CFPB issues guidance on making mortgage servicing transfers 'seamless'
The Consumer Financial Protection Bureau said it will consider “good-faith efforts” by mortgage servicers to prevent consumer harm and comply with regulations in the event that a government agency requests a servicing transfer.
The agency released an 18-page bulletin Friday with examples of practices that servicers may deem in compliance with Regulation X. The regulation requires servicers to maintain procedures “reasonably designed” to ensure that information and documents are transferred to another servicer in a timely manner.
Although the CFPB said it began developing the guidance before the coronavirus pandemic, the issue of servicing transfers has drawn more attention lately with the economic fallout of the virus outbreak.
Earlier this month, the head regulator of the government-sponsored enterprises Fannie Mae and Freddie Mac said the two companies may transfer servicing rights away from firms experiencing financial troubles because homeowners are missing their mortgage payments. While officials have allowed borrowers to seek loan forbearance plans, servicers must still send advances of principal interest to investors in mortgage-backed securities.

※ ※ ※

:: INSTRUCTIONS FOR THE TASK ::
Please continue the mortgage servicing transfer article from where it stops, keeping its news style.

(Stored records)
※ ※ ※

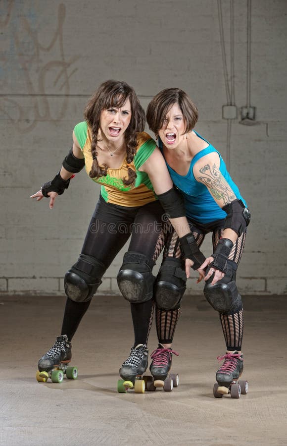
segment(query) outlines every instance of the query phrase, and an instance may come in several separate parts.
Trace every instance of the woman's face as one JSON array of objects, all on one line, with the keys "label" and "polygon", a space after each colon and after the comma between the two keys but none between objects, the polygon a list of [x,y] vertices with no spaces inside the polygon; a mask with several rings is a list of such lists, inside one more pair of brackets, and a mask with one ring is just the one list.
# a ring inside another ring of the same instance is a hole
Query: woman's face
[{"label": "woman's face", "polygon": [[158,134],[162,142],[168,149],[175,149],[184,140],[186,123],[178,104],[174,104],[169,109]]},{"label": "woman's face", "polygon": [[102,110],[100,122],[102,136],[110,142],[120,141],[131,118],[131,103],[128,98],[120,108],[110,107]]}]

※ ※ ※

:: REPLY ::
"We’ve seen that we can transfer servicing in a way that’s not too disruptive," Mark Calabria, director of the Federal Housing Finance Agency, was quoted as saying in an article published in HousingWire.
Since 2014, when Regulation X mortgage servicing rules took effect, the CFPB has found weakness in how some servicers manage transfers.
“Consumers should experience a seamless process when their mortgage servicer changes,” CFPB Director Kathy Kraninger said in a press release. “The guidance we released today will facilitate a well-functioning mortgage servicer transfer process, providing a roadmap for servicers that will prevent consumer harm. The guidance provides insights the CFPB has gained through years of supervisory and enforcement work to oversee compliance with regulations updated after the financial crisis.”
Mortgage servicers collect principal and interest payments on behalf of borrowers but government entities such as Fannie and Freddie may require the transfer of servicing to another entity if certain requirements are not being met.
The CFPB said it intends to focus any supervisory feedback for institutions, if needed, on “identifying issues, correcting deficiencies, and ensuring appropriate remediation for consumers.”
Servicers are required to provide all information and documents in their possession when transferring servicing including a unique identifier for each loan, the terms of the loan, current unpaid principal balance as of a specific date, information concerning any escrow, and copies of any loss mitigation applications submitted by a borrower and of any loss mitigation agreements agreed to with a borrower.
The CFPB said it will take into consideration the challenges servicers may face from the coronavirus pandemic including operational and time constraints related to servicing transfers.
The bureau said servicers should develop a servicing transfer plan, engage in quality control work to validate any data that is transferred and determine servicing responsibilities for legacy accounts.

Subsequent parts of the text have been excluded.